— WORK INSTRUCTION —
The entries that follow should be written out exactly.

Data items:
• • • • •
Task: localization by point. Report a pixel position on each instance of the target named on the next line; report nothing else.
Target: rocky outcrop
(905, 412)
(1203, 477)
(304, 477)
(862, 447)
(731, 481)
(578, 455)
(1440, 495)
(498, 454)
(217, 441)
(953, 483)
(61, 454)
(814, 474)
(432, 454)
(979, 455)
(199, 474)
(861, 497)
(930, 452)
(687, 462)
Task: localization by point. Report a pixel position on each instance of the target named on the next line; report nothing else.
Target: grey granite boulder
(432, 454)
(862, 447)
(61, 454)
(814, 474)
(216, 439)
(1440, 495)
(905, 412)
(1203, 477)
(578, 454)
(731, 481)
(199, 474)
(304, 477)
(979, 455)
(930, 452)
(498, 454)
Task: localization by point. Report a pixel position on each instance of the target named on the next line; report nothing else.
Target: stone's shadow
• • • • •
— SOLUTION FOR THIS EXERCISE —
Task: localization by point. Report a pixel position on each instance of the target named on the next line; report nothing else.
Target: rocky outcrop
(905, 412)
(1203, 477)
(304, 477)
(862, 447)
(731, 481)
(578, 455)
(1440, 495)
(498, 454)
(217, 441)
(953, 483)
(61, 454)
(814, 474)
(432, 454)
(979, 455)
(199, 474)
(861, 497)
(930, 452)
(687, 462)
Task: localization by point. Report a pixel position on each instance of the target named on the next line; report nothing else.
Target: grey granite boulder
(432, 454)
(862, 447)
(61, 454)
(814, 474)
(216, 439)
(1440, 495)
(905, 412)
(1203, 477)
(578, 454)
(731, 481)
(199, 474)
(304, 477)
(979, 455)
(930, 452)
(498, 454)
Task: localization by point. Report a pixel position on each instance of the target named on the next line; report nothing else.
Target: stone's shadow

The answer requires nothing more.